▸ **Text**
##########
Best practices for development of vocabularies of values ("Vocabularies")

The Vocabularies Task Group (TG4) of the Biodiversity Data Quality Interest Group is exploring the approaches and technologies TDWG might use to manage vocabularies of data terms and values.

GitHub

Image by Wolfgang Hasselman

Convener

Paula Zermoglio

Motivation

Biodiversity data are increasingly being shared from myriad sources. While the Darwin Core standard defines a set of terms under which data are organized and shared, it does not refer to the actual values used to describe the content of each field. More often than not, distinct sources utilize diverse criteria to populate the fields. While this has allowed data publication broadly, when it comes to data usage, it becomes apparent that such heterogeneity hinders discoverability and use of the data. One way to reduce this variability and improve data use is to provide standardized vocabularies for the community to use. Vocabularies exist for some terms, but are constrained to specific groups or disciplines. Furthermore, there is no best practice defined for the creation of biodiversity data vocabularies for the values captured under Darwin Core terms (hereafter vocabularies-of-values), and no recommended environment in which to do so. This TG aims to create such a framework under the TDWG umbrella, with the ultimate objective of building a corpus of vocabularies of standard values for terms. We identify four target audiences who could potentially benefit from the outcomes of this TG: 1) Data producers (i.e., data collectors) who could capture data using the controlled vocabularies through pick lists and could impart valuable information more efficiently; 2) Data custodians (e.g., staff in museum collections) who could manage, provide and use data more efficiently; 3) Data aggregators who could use the vocabularies to provide infrastructure for data filtering; 4) Data users for whom more effective filtering would represent improvement in data fitness for use.

Currently, other initiatives concerning biodiversity data vocabularies-of-values are scattered, and no other TDWG task group is addressing the issue of the structure of such standards. As this TG is directly related with data quality and use, the Data Quality Interest Group seems the appropriate environment for this work.

Goals, outputs and outcomes

Preparation of a Scoping Document. The document will include the following topics:
- Determining what types of vocabularies would be needed for TDWG – consistent with the various ISO Standards on Vocabularies (i.e., do we require vocabularies, dictionaries of terms, controlled vocabularies, thesauri, ontologies, etc.), and whether vocabularies should be mono-lingual or multi-lingual.
- Determining a strategy for organizing the construction of vocabularies, considering: A) structuring of work within TDWG, with the following options: 1) the creation of a separate Interest group; 2) the creation of several Task Groups within the Data Quality Interest Group, or associated to other TDWG Interest Groups; B) Domain specific needs and practices.
Development of a common repository for TDWG vocabularies-of-values. GitHub will be the first option but other alternatives will be explored to provide a user-friendly platform for gathering and developing vocabularies. Exploration of alternative platform is expected.
##########
▸ **Dataset content**
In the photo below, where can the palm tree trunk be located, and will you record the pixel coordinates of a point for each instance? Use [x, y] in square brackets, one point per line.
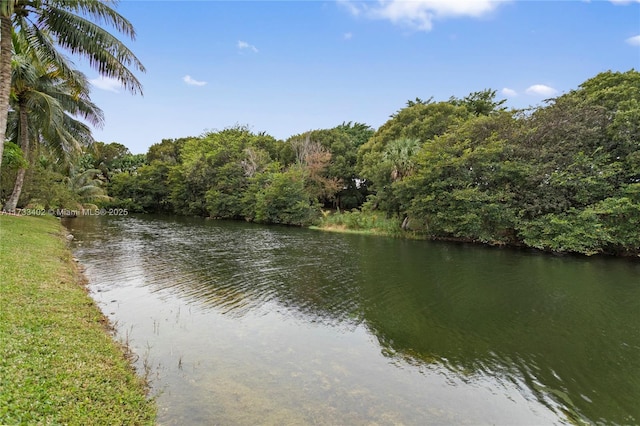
[5, 77]
[12, 202]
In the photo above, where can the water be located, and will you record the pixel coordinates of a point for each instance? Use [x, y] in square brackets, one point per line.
[243, 324]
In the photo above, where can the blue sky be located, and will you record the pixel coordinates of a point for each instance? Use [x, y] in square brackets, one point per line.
[285, 67]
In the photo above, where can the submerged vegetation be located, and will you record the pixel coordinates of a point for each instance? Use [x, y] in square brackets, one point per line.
[562, 177]
[58, 365]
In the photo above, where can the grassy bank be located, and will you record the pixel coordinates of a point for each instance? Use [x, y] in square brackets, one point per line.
[58, 363]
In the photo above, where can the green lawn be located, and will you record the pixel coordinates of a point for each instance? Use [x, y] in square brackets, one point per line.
[58, 362]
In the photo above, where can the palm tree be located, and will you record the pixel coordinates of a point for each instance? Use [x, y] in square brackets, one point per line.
[44, 101]
[47, 24]
[399, 153]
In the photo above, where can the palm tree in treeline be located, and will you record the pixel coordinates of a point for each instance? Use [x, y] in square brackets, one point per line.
[52, 24]
[44, 101]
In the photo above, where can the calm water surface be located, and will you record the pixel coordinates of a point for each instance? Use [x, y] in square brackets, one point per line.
[243, 324]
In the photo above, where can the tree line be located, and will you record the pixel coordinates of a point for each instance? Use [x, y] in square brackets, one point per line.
[563, 177]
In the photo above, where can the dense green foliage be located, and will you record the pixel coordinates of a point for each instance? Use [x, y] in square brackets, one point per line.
[562, 177]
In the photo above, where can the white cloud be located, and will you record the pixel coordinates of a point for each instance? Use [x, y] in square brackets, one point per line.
[107, 83]
[420, 14]
[244, 45]
[191, 82]
[634, 41]
[509, 93]
[350, 6]
[541, 90]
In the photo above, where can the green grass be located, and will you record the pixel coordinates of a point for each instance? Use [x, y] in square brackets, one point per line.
[58, 362]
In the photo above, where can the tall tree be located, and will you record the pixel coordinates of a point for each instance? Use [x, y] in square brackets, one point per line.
[74, 25]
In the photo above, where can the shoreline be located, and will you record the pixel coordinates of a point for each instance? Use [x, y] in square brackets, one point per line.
[59, 362]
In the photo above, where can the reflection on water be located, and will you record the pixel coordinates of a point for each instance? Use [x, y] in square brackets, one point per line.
[243, 324]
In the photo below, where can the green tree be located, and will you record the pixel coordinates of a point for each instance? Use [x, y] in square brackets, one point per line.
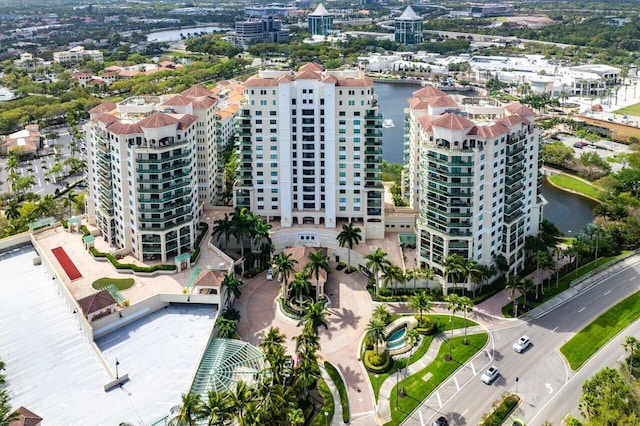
[375, 333]
[421, 302]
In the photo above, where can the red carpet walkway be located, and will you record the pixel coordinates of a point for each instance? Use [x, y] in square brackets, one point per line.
[66, 263]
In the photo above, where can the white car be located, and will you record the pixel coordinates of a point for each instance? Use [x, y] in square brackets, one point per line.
[522, 344]
[490, 375]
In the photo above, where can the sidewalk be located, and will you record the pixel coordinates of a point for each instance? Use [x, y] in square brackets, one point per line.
[385, 395]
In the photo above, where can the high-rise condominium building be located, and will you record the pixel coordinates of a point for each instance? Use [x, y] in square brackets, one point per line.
[310, 145]
[473, 174]
[151, 167]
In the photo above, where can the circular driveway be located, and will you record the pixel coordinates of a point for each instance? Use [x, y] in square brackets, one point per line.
[350, 309]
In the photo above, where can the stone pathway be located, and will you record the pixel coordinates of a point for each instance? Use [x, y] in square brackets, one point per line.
[385, 397]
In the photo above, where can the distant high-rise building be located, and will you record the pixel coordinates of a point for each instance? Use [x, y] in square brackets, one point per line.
[310, 145]
[472, 172]
[408, 27]
[320, 21]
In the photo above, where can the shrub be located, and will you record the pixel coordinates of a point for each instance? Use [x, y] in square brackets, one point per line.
[427, 326]
[377, 363]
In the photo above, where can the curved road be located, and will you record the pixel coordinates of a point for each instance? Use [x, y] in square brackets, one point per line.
[549, 389]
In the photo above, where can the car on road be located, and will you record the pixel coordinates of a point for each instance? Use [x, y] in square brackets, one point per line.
[441, 422]
[522, 344]
[490, 375]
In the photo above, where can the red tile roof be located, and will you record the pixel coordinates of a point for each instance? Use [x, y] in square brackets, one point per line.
[26, 417]
[96, 302]
[453, 122]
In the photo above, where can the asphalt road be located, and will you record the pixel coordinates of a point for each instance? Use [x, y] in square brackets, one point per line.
[550, 390]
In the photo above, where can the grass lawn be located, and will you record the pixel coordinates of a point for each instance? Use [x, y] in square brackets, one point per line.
[120, 283]
[569, 182]
[563, 283]
[444, 324]
[329, 407]
[630, 110]
[591, 338]
[342, 390]
[417, 389]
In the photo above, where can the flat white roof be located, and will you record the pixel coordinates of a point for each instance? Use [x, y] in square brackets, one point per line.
[55, 372]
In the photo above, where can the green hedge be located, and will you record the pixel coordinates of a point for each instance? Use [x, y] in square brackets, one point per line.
[501, 410]
[375, 363]
[342, 390]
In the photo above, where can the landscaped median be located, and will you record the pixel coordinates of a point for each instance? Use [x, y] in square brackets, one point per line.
[595, 335]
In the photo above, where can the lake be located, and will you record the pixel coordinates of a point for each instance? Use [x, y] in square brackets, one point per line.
[175, 35]
[567, 211]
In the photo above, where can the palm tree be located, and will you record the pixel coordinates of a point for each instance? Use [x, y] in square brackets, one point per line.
[349, 237]
[239, 398]
[513, 285]
[284, 268]
[466, 305]
[315, 315]
[420, 302]
[630, 344]
[222, 227]
[215, 410]
[451, 267]
[232, 287]
[319, 261]
[300, 284]
[189, 409]
[375, 333]
[376, 263]
[453, 305]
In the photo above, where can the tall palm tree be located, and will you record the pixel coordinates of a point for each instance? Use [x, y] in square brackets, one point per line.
[239, 398]
[376, 262]
[420, 302]
[451, 266]
[466, 305]
[215, 409]
[630, 344]
[189, 409]
[222, 228]
[453, 305]
[315, 315]
[513, 285]
[375, 333]
[349, 237]
[319, 261]
[284, 268]
[232, 287]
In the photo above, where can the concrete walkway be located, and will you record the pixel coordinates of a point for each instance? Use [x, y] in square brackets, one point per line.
[385, 397]
[350, 309]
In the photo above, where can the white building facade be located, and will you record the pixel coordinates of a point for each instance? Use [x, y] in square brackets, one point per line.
[472, 174]
[310, 148]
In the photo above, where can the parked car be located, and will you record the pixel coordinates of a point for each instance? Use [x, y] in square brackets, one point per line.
[522, 344]
[441, 422]
[490, 375]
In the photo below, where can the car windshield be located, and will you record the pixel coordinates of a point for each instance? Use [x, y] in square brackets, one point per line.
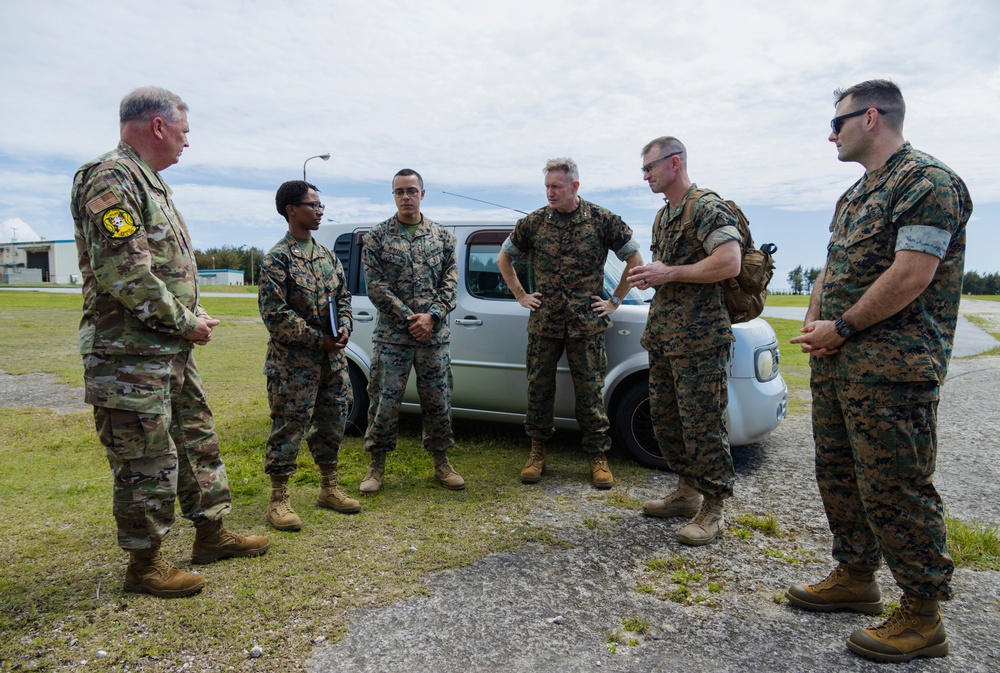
[612, 274]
##########
▸ **Work instructions**
[A] Name the four target audiences that the text on vocabularies of values says could benefit from the task group's outcomes.
[B] Repeat the text on vocabularies of values from "- Determining a" to "needs and practices.".

▸ **Per-task answers**
[A]
1. Data producers
2. Data custodians
3. Data aggregators
4. Data users

[B]
- Determining a strategy for organizing the construction of vocabularies, considering: A) structuring of work within TDWG, with the following options: 1) the creation of a separate Interest group; 2) the creation of several Task Groups within the Data Quality Interest Group, or associated to other TDWG Interest Groups; B) Domain specific needs and practices.